What is the probability of at least one ace and at least one heart for two draws without replacement? I have C(52,2) - C(48,2) - C(39,2) + C(36,2)/C(52,2). So, all the ways of drawing two cards from a deck of 52 minus all the ways of drawing an ace minus all the ways of drawing a heart plus all the ways of drawing neither an ace or heart, divided by all the ways of drawing two cards from a deck of 52. Is this correct? If not, why?
 A: This is correct and is a good example of how to use inclusion-exclusion properly, though your notation and typesetting could be improved.
$1 - \left(\dfrac{\binom{48}{2}+\binom{39}{2}-\binom{36}{2}}{\binom{52}{2}}\right)=\dfrac{29}{442}$
This is, of course, the same answer as what is suggested in the comments above... drawing the ace of hearts and any other card in some order, or drawing a nonheart ace and a nonace heart in some order:
$\dfrac{2}{52} + 2\cdot\dfrac{12}{52}\cdot\dfrac{3}{51}=\dfrac{29}{442}$
Be warned that when typing math with ascii, a phrase like a - b / c or even worse a - b/c like you had is more commonly interpreted as $a - \frac{b}{c}$ where the $a$ is not a part of the fraction which is clearly not what you intended.  Further, the notation $\binom{n}{k}$ for binomial coefficients is preferable to $C(n,k)$ to avoid confusion with other functions (at least in the west).

◆ **Information provided**:
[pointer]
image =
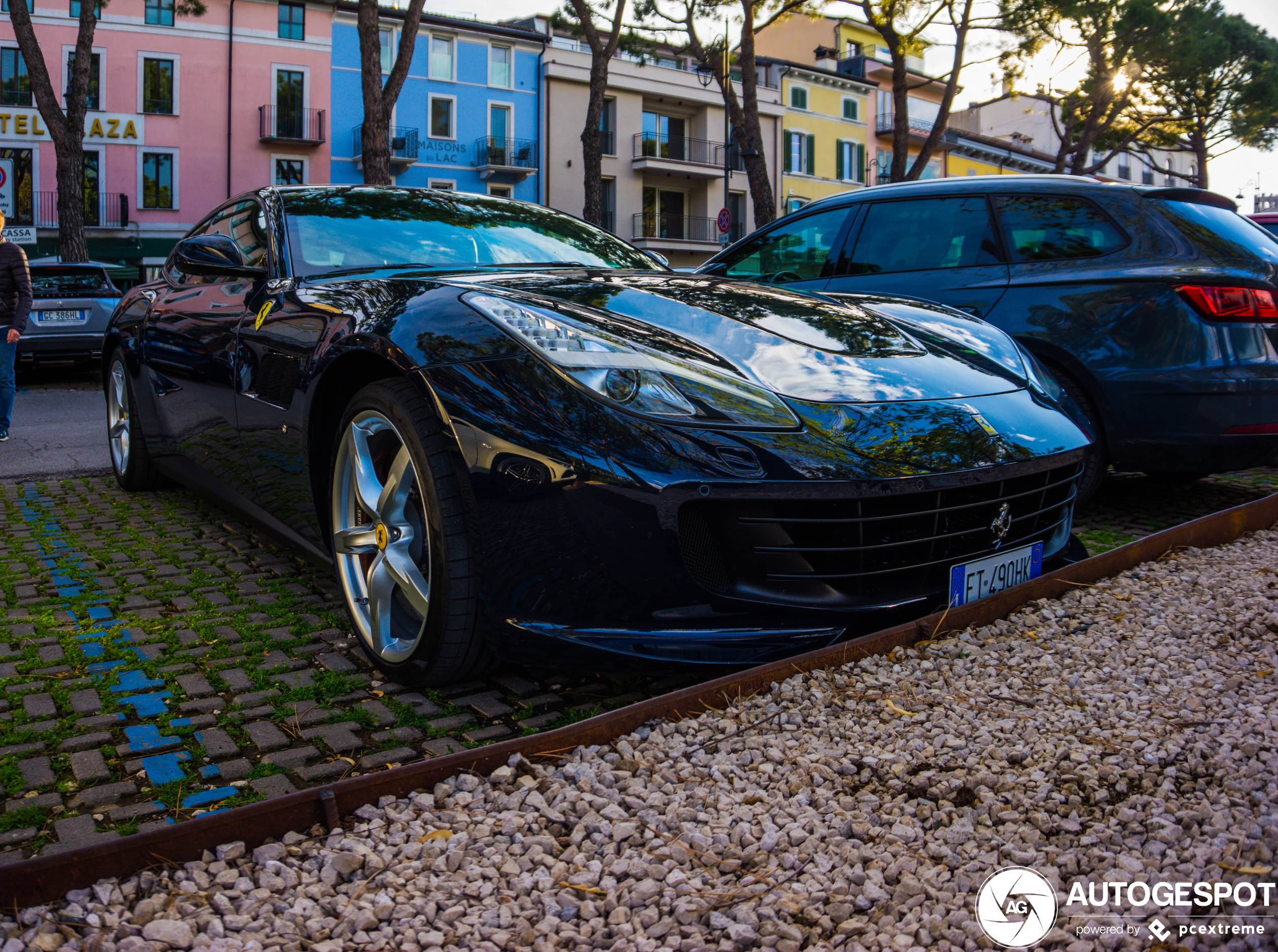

◆ **Work to be completed**:
Reproduce verbatim the portion of the card-drawing probability thread starting at "What is the" and ending at "If not, why?".

◆ **Response for this exercise**:
What is the probability of at least one ace and at least one heart for two draws without replacement? I have C(52,2) - C(48,2) - C(39,2) + C(36,2)/C(52,2). So, all the ways of drawing two cards from a deck of 52 minus all the ways of drawing an ace minus all the ways of drawing a heart plus all the ways of drawing neither an ace or heart, divided by all the ways of drawing two cards from a deck of 52. Is this correct? If not, why?